**Material to process:**
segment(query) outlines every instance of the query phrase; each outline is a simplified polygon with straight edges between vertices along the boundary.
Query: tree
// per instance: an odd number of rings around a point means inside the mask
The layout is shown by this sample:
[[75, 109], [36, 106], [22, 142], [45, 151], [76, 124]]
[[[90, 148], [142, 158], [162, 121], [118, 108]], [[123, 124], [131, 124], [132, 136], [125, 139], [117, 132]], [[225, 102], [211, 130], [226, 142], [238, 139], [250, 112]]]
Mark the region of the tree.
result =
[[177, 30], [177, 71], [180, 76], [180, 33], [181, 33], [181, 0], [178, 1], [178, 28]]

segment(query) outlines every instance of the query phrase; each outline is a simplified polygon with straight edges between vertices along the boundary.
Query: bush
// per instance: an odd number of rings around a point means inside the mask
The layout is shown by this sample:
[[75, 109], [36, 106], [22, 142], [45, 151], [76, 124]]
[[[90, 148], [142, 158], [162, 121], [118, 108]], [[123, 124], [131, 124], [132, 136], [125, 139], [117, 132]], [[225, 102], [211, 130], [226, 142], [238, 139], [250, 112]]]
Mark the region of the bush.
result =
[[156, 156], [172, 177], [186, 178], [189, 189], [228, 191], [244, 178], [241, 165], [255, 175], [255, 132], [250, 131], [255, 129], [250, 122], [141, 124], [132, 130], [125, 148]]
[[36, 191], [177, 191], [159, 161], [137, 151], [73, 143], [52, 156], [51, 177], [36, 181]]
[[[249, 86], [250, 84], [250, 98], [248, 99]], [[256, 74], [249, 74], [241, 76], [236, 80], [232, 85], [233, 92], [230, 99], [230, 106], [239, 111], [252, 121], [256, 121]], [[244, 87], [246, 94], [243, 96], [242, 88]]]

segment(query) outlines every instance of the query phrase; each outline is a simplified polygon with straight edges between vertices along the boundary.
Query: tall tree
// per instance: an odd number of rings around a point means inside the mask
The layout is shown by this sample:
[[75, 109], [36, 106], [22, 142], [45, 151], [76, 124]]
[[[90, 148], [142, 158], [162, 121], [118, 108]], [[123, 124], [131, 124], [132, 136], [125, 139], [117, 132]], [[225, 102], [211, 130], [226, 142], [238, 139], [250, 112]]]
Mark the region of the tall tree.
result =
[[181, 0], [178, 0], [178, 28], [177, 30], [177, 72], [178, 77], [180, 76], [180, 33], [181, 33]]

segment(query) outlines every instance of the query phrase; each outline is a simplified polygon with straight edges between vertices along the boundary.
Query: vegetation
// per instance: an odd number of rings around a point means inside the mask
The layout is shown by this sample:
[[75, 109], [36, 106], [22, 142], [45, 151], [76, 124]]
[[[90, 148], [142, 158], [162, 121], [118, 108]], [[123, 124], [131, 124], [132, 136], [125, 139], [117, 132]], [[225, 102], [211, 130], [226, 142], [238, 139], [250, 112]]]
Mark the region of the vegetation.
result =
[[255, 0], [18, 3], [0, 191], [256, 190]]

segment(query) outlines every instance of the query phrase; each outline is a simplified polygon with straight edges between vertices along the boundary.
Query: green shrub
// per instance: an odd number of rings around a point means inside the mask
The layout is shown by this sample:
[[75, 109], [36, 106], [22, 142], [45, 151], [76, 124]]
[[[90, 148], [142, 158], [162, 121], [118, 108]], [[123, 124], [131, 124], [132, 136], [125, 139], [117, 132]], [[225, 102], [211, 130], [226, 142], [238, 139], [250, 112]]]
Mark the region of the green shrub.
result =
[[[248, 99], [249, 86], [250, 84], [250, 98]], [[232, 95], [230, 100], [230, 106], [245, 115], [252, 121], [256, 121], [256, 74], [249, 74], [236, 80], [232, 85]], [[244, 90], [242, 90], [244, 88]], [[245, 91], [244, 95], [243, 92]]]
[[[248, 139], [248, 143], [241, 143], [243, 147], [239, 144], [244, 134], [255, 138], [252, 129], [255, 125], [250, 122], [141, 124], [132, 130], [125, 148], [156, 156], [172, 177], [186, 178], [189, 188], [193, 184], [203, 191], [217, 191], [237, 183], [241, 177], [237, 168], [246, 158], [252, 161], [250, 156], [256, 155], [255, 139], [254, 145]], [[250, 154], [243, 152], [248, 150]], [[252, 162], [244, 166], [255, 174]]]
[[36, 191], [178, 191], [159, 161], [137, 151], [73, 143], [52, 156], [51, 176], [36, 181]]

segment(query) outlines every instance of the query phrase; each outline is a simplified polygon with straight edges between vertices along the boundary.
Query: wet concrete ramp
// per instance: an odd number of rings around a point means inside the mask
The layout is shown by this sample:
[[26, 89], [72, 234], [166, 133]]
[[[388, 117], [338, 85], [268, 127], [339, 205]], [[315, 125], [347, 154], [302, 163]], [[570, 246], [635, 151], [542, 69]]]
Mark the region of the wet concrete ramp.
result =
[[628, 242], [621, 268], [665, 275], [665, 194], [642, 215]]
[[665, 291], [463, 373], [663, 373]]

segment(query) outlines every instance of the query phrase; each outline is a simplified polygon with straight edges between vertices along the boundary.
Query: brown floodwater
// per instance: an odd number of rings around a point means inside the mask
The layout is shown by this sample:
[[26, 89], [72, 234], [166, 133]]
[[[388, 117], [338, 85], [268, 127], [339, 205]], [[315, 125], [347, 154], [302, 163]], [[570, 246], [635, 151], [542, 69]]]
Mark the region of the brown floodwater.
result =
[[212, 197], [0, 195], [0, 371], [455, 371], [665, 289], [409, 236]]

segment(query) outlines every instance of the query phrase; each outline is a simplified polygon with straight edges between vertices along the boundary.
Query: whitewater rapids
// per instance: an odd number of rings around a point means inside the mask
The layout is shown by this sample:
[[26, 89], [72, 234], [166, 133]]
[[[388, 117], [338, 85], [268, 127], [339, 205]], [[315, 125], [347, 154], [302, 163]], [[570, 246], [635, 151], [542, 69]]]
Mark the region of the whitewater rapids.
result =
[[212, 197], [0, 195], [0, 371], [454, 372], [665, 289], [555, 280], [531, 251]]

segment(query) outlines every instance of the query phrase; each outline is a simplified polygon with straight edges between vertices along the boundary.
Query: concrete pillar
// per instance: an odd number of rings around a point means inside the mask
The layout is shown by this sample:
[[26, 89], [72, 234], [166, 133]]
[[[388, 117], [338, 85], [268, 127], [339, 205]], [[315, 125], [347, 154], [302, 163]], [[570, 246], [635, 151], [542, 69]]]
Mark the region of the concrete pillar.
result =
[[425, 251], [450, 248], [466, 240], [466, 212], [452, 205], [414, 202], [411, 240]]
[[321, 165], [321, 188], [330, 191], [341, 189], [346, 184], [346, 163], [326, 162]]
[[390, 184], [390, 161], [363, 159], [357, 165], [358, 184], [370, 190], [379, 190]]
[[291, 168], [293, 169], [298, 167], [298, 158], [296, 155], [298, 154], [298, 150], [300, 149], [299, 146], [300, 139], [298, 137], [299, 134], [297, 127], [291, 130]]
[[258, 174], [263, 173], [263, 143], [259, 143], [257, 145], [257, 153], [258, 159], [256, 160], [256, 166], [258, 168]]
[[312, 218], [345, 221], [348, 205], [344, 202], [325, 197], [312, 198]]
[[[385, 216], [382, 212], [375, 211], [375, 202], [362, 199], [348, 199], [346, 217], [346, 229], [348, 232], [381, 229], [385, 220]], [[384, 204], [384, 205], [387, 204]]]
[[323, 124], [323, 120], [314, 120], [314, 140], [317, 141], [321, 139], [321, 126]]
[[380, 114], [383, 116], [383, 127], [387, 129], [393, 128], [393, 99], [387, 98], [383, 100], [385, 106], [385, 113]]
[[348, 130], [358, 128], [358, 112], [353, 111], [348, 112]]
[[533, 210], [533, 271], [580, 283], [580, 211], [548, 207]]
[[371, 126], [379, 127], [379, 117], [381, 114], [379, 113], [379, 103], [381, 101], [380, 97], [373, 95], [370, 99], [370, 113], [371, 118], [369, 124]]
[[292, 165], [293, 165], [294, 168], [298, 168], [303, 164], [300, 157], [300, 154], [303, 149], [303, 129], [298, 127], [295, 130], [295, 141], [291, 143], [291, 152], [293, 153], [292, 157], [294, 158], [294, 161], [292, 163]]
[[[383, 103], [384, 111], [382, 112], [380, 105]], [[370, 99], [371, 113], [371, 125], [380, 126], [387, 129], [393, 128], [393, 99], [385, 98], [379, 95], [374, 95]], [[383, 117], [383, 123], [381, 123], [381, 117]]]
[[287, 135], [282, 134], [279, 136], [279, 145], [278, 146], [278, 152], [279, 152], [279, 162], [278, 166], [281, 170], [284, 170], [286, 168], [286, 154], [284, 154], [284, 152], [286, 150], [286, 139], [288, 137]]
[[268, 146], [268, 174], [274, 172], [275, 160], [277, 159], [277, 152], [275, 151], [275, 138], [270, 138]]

**Task requirements:** Please count the lines in the items above that contain the string "shrub". Give only the number.

**Reply to the task:** 2